(Material shown)
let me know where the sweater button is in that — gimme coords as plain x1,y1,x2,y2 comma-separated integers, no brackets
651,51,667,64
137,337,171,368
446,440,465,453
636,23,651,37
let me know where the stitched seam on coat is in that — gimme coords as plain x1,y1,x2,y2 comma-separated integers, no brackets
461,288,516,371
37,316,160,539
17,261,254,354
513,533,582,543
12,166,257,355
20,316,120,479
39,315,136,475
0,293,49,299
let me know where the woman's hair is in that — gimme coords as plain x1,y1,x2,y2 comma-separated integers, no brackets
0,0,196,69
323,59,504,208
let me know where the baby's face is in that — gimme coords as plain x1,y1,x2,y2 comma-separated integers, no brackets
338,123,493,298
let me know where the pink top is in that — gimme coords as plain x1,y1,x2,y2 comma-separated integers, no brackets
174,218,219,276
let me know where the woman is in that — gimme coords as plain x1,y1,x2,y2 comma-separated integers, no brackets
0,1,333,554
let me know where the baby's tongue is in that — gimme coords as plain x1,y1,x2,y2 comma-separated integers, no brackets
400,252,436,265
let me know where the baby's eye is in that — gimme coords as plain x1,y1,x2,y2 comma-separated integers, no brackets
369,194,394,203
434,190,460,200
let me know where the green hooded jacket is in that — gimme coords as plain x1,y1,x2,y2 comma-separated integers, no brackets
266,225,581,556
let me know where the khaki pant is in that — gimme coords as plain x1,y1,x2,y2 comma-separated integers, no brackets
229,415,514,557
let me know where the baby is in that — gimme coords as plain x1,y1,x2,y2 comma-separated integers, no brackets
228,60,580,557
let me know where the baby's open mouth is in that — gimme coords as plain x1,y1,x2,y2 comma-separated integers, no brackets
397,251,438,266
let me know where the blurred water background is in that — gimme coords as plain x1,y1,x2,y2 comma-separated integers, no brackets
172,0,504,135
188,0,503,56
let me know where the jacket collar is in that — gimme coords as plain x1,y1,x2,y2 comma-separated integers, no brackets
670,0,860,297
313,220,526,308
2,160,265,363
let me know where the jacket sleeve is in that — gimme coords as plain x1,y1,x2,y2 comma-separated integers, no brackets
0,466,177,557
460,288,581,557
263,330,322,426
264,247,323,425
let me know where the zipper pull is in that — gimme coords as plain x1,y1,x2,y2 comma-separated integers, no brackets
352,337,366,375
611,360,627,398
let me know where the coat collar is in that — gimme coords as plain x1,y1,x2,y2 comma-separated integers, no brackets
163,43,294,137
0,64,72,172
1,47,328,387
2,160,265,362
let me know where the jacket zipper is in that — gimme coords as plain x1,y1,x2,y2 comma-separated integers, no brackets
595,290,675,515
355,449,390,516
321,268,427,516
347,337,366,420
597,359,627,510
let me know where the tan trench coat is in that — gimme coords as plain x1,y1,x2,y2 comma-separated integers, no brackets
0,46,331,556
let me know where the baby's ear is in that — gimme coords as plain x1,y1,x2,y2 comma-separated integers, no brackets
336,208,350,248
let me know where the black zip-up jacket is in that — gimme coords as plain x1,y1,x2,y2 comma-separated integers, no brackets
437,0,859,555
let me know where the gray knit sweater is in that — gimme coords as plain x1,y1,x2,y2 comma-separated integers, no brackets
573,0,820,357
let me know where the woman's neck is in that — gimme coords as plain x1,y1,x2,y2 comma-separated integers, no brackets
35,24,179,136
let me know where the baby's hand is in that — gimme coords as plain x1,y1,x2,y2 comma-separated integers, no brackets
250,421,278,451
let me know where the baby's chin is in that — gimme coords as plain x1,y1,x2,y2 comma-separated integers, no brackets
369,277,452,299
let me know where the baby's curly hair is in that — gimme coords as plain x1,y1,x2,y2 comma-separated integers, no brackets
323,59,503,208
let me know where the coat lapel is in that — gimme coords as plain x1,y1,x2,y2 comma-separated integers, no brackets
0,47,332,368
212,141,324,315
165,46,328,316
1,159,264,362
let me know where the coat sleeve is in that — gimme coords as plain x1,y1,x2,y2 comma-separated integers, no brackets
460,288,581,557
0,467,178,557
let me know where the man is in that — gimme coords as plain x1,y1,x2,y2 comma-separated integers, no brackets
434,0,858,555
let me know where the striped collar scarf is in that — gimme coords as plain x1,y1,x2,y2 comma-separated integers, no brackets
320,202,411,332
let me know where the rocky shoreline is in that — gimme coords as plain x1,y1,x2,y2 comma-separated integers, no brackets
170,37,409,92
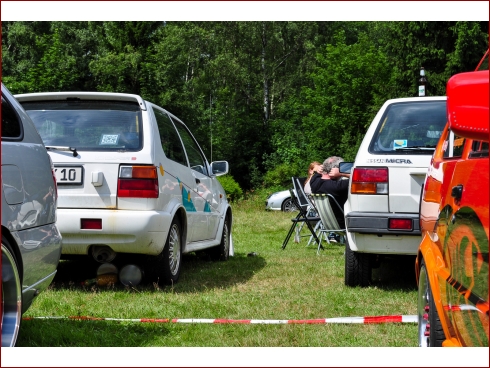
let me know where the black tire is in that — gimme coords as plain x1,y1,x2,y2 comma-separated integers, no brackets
417,260,445,347
344,238,372,287
148,217,182,285
209,217,231,261
2,235,22,347
281,198,295,212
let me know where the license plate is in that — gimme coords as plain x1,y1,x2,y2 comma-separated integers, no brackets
54,166,83,184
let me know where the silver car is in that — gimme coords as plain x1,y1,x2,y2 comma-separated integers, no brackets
265,189,296,212
1,83,62,347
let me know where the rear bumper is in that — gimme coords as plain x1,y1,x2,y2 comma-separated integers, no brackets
56,208,172,256
346,211,420,235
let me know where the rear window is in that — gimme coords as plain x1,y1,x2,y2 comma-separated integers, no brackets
369,100,447,155
1,94,23,140
21,100,143,152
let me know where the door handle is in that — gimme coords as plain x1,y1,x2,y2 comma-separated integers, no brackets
451,184,463,202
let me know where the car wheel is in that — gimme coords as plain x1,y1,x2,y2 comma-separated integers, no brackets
148,217,182,285
208,216,231,261
417,260,445,347
281,198,295,212
2,236,22,347
344,239,371,287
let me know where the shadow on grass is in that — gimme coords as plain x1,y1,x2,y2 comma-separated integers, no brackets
371,255,417,291
17,318,170,347
50,251,267,293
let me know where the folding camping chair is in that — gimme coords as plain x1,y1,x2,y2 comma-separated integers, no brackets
291,177,328,247
282,184,322,250
309,193,347,255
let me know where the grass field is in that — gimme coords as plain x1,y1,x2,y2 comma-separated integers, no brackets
9,190,441,364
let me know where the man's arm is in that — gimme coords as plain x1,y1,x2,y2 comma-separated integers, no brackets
328,167,350,179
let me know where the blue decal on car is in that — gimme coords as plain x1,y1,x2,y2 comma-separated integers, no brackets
178,179,196,212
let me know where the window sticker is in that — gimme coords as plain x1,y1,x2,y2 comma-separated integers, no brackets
99,134,120,145
393,140,407,149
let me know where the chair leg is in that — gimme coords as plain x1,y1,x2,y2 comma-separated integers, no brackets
282,209,306,249
298,222,305,233
304,220,322,250
307,221,322,247
317,231,332,255
321,231,329,243
317,234,325,255
282,222,297,249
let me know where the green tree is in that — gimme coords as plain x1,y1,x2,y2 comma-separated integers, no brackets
370,21,489,97
88,21,161,94
2,21,98,93
2,21,487,190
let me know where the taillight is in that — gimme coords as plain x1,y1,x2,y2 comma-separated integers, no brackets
351,167,388,194
117,165,159,198
422,175,442,203
388,218,413,230
81,218,102,230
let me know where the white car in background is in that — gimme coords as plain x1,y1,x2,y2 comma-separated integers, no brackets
343,96,447,287
266,189,296,212
15,91,232,285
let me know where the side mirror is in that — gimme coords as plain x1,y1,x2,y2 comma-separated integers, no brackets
339,162,353,174
211,161,229,176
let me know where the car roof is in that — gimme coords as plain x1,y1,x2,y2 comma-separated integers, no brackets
14,91,147,111
383,96,447,104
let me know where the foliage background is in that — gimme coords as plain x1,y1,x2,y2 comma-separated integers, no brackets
2,21,488,191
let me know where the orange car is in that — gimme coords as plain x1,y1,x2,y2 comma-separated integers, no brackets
415,52,489,347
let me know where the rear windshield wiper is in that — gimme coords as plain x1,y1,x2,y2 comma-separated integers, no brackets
394,146,435,152
45,146,78,157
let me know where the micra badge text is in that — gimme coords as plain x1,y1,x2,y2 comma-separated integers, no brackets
367,158,413,164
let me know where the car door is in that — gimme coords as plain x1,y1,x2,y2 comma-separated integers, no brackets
152,107,211,243
440,138,489,346
170,114,220,241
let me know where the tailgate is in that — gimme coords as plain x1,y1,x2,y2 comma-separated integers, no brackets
54,159,120,209
388,166,428,213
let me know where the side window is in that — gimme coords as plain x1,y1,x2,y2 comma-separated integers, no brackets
153,108,187,166
469,140,489,158
442,130,466,158
172,118,209,176
1,95,22,139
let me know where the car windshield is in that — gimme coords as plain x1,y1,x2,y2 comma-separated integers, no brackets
369,100,447,154
21,100,143,152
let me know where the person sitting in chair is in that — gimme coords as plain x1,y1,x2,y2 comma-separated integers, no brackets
304,161,322,195
310,156,350,228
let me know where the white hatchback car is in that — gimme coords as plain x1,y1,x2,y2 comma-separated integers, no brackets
343,96,447,287
15,92,232,285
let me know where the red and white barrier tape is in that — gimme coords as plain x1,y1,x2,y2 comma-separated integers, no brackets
23,314,417,324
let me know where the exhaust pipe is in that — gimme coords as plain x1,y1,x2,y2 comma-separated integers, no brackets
91,245,116,263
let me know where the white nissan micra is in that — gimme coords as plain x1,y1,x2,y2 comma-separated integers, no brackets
343,96,447,287
15,92,233,285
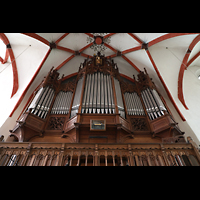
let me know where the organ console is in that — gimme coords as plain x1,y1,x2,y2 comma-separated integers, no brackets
9,52,185,144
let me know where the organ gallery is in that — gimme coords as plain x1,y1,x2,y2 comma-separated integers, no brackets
1,53,200,166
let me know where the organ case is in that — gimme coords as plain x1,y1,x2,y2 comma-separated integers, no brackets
9,53,185,143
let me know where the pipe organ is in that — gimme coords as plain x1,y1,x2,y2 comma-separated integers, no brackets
9,53,185,145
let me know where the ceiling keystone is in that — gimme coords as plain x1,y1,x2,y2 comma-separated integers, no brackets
49,42,57,50
142,42,148,50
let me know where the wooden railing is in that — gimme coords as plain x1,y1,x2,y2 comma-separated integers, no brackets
0,137,199,166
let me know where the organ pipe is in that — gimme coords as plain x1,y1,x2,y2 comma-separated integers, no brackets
71,76,84,118
141,87,167,120
114,77,125,118
81,72,115,115
51,91,73,115
124,92,145,116
29,86,55,119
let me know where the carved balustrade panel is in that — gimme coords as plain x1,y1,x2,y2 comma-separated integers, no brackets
0,142,199,166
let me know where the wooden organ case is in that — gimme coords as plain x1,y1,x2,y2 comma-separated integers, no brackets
9,53,185,144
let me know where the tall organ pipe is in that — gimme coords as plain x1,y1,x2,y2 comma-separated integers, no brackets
114,77,125,118
71,76,84,118
124,92,145,116
141,87,167,120
81,72,115,115
28,86,55,119
100,73,104,114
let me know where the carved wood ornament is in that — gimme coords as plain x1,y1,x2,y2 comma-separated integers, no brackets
47,117,66,130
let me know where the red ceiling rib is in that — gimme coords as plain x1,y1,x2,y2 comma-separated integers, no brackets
106,54,117,59
0,33,19,98
178,34,200,110
104,43,118,53
55,33,69,44
121,45,141,55
119,73,135,83
8,48,18,98
80,53,92,58
146,49,186,121
56,54,75,71
148,33,199,47
79,42,93,53
104,33,116,38
121,55,140,72
127,33,143,44
56,45,75,54
9,48,51,117
0,48,9,64
85,33,94,38
186,50,200,67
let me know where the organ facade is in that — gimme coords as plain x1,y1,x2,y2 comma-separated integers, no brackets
1,53,200,166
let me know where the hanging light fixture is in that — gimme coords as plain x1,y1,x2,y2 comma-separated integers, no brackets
87,33,111,54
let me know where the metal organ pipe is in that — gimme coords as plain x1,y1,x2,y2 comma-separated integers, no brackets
114,78,125,118
50,90,73,115
28,86,55,119
124,92,145,116
100,73,104,114
71,76,84,118
89,74,94,114
152,89,166,115
104,74,108,114
93,73,97,113
141,87,167,120
81,72,116,115
29,87,44,111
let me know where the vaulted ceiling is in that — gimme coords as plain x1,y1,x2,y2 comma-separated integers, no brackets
1,33,200,143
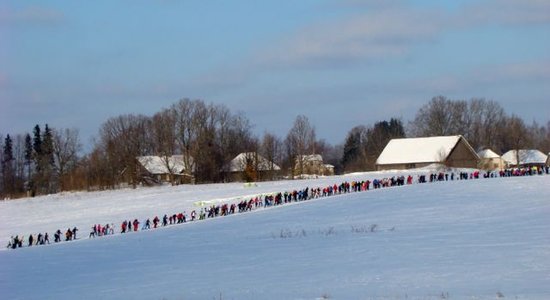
(End Material shown)
* Problem description: Find the line that contains "let me know where the hanging" and repeat it, along with every line after it to the end of the data, exactly; drop the pictures.

* Written solution:
let me know where the hanging light fixture is in that — gimme coords as plain x1,y1,x2,y2 comma-separated integers, no brackets
87,33,111,54
let me know where the metal organ pipe is in that — gimme coords as plain x1,y1,x2,y2 comma-separated integers, no brackets
114,78,125,118
50,90,73,115
28,86,55,119
124,92,145,116
100,73,104,114
71,76,84,118
89,74,94,114
152,89,166,115
104,74,108,114
93,73,97,113
141,87,167,120
81,72,116,115
29,87,44,111
let me know where the vaulted ceiling is in that — gimme coords as plain x1,y1,x2,y2 comma-separated integers, no brackets
1,33,200,143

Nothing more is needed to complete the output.